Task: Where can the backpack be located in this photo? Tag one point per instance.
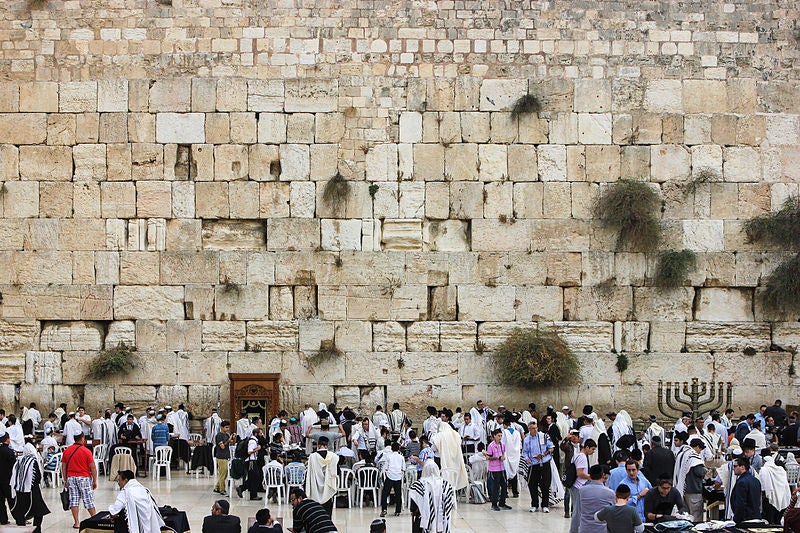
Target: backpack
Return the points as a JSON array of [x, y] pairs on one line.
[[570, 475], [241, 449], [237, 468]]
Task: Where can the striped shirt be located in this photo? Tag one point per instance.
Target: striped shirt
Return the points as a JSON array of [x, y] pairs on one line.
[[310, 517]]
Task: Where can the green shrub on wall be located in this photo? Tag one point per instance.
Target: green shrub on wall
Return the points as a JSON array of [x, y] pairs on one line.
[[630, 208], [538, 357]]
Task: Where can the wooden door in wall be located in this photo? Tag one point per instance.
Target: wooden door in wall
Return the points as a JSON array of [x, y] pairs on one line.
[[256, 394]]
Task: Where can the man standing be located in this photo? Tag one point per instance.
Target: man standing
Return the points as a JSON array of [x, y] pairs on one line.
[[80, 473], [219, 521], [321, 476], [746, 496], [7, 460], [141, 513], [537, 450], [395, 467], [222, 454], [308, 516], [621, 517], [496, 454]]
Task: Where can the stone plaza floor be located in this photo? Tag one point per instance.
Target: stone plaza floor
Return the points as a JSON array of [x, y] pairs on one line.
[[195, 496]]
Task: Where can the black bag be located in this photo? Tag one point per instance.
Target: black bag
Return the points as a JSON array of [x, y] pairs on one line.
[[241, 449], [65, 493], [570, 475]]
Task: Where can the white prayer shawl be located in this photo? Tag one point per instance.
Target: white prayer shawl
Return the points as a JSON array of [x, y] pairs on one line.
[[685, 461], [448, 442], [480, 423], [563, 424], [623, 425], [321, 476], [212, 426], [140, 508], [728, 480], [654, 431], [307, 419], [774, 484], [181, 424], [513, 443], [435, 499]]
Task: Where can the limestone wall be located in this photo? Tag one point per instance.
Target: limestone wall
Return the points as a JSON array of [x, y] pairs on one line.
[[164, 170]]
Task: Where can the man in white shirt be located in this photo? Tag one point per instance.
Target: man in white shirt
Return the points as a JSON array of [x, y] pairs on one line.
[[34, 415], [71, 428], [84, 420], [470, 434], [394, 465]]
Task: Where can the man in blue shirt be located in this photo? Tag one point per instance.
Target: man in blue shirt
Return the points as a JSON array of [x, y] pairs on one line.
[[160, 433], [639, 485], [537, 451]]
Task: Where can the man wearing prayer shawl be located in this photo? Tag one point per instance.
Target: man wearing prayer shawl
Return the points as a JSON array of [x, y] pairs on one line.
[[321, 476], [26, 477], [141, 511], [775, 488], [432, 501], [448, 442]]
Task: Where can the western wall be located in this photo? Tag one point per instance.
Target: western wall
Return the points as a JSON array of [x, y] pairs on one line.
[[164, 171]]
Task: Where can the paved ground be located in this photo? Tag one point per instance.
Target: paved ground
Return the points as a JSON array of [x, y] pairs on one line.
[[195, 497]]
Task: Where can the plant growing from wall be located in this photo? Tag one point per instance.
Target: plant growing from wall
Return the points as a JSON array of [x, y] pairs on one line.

# # # #

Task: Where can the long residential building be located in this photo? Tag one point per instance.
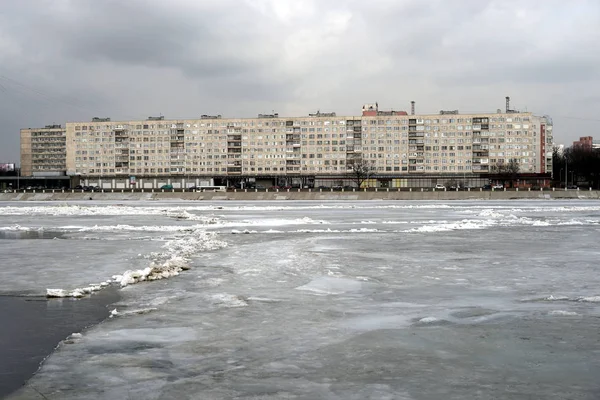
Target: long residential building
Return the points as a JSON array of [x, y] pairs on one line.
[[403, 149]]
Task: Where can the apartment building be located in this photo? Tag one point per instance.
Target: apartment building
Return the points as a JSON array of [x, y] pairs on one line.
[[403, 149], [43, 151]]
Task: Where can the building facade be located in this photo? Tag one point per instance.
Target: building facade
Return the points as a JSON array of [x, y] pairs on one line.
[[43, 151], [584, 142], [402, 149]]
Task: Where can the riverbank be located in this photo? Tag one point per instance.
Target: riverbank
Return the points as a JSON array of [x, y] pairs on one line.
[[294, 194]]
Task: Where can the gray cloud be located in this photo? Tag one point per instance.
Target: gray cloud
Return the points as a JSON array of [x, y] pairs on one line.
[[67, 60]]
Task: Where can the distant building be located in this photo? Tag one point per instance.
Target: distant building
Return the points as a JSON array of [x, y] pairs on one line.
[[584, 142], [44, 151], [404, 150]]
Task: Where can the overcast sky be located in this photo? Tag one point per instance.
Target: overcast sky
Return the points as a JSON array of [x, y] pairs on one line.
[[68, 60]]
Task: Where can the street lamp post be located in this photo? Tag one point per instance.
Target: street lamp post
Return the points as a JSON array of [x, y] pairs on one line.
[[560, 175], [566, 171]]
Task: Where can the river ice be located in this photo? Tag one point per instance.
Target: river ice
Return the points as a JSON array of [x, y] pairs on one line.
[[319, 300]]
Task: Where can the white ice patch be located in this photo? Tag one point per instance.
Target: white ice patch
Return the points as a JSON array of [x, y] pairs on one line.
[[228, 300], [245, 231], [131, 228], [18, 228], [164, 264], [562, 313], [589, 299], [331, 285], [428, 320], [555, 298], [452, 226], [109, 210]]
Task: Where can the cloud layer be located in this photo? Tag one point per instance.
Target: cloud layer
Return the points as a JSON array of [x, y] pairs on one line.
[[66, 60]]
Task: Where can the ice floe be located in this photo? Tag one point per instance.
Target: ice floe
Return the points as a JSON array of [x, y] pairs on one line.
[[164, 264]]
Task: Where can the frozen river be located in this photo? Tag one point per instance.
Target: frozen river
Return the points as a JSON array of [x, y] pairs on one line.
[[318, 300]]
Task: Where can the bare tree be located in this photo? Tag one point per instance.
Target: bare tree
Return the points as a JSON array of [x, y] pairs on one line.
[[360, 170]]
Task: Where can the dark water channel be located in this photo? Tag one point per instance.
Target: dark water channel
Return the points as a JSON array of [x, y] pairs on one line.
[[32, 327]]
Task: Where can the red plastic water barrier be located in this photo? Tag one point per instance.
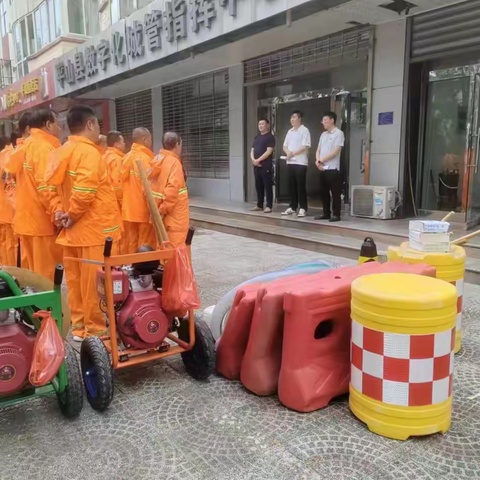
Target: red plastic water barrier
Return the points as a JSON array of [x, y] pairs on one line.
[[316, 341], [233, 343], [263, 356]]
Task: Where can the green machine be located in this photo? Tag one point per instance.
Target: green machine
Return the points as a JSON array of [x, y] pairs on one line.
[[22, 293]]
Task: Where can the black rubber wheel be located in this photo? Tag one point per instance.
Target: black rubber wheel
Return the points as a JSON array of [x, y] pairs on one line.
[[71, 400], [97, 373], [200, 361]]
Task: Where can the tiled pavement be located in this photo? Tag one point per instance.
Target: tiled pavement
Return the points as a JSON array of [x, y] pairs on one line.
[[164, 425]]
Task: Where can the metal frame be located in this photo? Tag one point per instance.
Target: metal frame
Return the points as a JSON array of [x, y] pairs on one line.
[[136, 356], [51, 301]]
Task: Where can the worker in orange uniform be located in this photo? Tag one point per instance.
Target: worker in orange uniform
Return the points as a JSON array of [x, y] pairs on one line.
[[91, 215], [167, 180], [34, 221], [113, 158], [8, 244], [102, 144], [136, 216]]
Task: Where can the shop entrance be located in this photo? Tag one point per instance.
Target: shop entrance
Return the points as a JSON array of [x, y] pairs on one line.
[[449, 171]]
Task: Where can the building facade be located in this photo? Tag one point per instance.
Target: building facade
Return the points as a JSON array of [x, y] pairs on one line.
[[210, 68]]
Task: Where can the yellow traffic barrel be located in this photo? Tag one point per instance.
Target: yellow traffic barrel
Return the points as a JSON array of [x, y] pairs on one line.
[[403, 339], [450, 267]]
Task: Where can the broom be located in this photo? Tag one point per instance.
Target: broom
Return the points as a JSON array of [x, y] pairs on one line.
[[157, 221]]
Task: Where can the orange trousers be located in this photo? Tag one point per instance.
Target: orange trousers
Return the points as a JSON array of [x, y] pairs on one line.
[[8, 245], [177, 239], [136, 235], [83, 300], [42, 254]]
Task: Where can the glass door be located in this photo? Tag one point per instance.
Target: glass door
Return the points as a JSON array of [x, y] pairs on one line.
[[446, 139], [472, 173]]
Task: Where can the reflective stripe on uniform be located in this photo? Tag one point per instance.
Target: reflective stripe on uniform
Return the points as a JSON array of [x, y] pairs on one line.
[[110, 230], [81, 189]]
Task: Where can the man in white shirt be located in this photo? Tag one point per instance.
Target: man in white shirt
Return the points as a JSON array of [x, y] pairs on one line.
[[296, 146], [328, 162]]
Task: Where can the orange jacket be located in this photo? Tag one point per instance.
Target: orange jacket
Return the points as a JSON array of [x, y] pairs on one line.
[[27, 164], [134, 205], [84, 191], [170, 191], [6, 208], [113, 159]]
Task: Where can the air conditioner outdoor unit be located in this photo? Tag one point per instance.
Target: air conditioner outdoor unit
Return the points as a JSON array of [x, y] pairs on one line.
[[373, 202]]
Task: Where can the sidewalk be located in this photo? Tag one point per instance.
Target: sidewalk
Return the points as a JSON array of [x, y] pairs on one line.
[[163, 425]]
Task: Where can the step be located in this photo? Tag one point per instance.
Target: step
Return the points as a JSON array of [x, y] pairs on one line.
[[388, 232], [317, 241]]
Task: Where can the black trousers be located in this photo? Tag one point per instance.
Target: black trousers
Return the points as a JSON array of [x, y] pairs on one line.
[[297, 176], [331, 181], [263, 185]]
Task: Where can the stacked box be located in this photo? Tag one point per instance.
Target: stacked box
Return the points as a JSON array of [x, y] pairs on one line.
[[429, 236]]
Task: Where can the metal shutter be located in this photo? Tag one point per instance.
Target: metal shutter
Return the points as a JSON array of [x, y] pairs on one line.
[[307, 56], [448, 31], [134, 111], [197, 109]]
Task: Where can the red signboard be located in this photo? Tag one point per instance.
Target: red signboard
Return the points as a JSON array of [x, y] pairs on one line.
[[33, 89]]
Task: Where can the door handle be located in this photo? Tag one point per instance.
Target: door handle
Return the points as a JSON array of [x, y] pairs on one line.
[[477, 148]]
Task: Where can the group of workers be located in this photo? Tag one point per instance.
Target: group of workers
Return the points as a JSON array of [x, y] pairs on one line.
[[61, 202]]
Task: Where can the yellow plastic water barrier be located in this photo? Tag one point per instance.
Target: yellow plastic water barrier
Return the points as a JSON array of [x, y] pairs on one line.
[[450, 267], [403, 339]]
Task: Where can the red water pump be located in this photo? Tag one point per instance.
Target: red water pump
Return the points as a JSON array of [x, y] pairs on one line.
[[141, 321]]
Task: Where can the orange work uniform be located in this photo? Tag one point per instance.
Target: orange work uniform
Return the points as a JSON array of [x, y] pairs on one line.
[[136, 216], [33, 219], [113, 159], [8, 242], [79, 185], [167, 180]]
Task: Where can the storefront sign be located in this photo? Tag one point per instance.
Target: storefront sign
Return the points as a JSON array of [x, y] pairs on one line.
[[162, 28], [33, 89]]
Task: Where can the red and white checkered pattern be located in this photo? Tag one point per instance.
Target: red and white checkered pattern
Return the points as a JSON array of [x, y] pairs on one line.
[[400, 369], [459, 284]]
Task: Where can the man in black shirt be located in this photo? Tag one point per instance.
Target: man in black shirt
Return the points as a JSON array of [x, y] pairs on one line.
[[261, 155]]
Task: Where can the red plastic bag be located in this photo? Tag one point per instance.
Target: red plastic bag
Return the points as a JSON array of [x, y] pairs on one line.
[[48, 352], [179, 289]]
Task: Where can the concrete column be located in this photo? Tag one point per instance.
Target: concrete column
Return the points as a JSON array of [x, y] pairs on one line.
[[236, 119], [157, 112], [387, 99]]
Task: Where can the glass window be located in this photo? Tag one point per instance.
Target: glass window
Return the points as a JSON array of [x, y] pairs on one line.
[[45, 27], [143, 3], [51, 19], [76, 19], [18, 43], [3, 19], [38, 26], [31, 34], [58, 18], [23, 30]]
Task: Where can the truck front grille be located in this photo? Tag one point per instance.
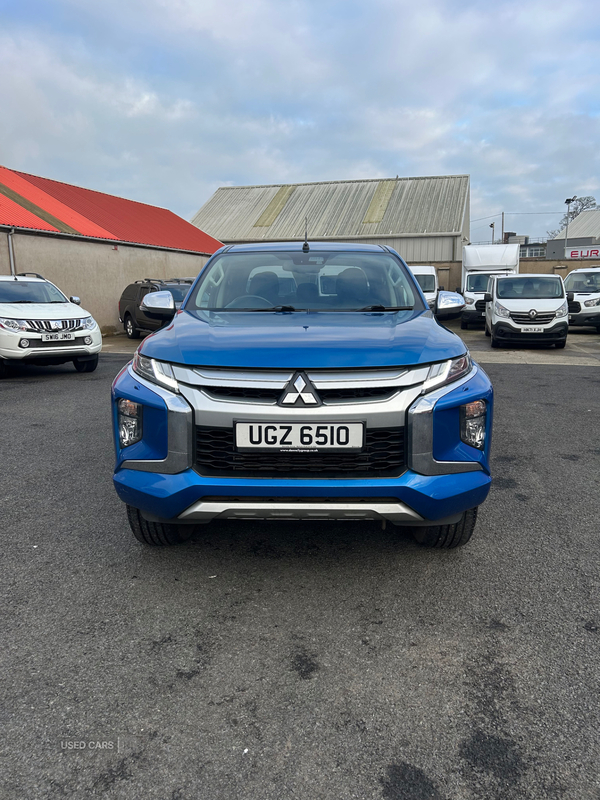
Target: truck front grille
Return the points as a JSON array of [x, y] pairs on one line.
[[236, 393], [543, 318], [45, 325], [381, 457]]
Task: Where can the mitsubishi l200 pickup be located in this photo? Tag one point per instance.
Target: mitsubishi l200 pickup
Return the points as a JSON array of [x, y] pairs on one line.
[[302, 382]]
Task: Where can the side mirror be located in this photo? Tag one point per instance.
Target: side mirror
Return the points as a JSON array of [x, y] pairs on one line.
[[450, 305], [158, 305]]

# # # #

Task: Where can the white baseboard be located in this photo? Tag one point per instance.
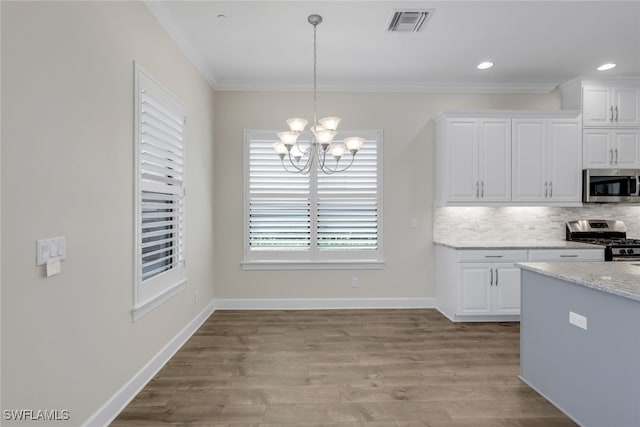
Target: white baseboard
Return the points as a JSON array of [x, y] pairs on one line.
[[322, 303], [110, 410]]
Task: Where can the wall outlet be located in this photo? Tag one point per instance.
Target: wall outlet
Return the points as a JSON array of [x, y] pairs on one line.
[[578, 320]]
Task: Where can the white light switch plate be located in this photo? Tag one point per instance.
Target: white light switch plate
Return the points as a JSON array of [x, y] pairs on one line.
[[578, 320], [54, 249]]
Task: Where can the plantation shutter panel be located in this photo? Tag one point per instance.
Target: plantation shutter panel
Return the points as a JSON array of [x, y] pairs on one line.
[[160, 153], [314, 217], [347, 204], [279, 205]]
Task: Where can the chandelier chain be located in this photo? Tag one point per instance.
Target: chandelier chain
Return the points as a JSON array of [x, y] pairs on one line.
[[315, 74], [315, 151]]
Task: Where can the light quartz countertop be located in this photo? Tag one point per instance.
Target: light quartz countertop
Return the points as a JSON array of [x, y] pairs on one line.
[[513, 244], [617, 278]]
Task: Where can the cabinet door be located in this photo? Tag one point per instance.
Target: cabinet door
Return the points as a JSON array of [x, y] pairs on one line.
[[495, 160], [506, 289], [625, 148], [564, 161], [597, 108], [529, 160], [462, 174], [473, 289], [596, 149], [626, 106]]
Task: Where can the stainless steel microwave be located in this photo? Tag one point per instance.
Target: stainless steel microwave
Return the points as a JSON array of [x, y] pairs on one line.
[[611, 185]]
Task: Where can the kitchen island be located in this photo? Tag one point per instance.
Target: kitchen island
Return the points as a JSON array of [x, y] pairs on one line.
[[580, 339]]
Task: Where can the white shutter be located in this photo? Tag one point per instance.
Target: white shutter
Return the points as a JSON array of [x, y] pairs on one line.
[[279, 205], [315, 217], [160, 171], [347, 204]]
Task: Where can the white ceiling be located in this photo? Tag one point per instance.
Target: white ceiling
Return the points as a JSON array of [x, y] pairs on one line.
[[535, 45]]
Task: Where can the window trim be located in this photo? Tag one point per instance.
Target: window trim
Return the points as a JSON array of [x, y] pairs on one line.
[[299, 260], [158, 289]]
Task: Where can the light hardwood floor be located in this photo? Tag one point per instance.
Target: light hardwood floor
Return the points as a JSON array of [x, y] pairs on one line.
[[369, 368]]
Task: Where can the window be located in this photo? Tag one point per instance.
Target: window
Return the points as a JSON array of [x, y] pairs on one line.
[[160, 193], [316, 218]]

# # # #

Do this: Rename "wall outlet" to "electrical outlet" in the listing. Begin at the line that has "Task: Where can the white baseboard" and stop after the line that has "[[160, 153], [314, 217], [347, 204], [279, 205]]". Change nothing else, and leave the pictures out.

Solution to the exercise:
Task: Where can the white baseboard be located in this photo? Tag one point per instance.
Target: white baseboard
Return the points as a JSON array of [x, y] pairs on one line.
[[322, 303], [110, 410]]
Task: Where can the electrical outlet be located in this photo? Tag one point per instance.
Target: electrical outlet
Return the points as a JSON array of [x, y] pairs on one line.
[[578, 320]]
Task: Where can the white light switch plate be located in this photo? Tag one point per instance.
Target: white light switch plate
Return the points as a JSON array of [x, y] pairs on one line.
[[578, 320], [54, 249]]
Task: Where can the plantation shutter panel be located in this photo? Tag one point per instance.
Target: plantation shutter panel
Return the points as a JSON array of [x, y] pairs on one line.
[[160, 153], [314, 217], [347, 204], [279, 205]]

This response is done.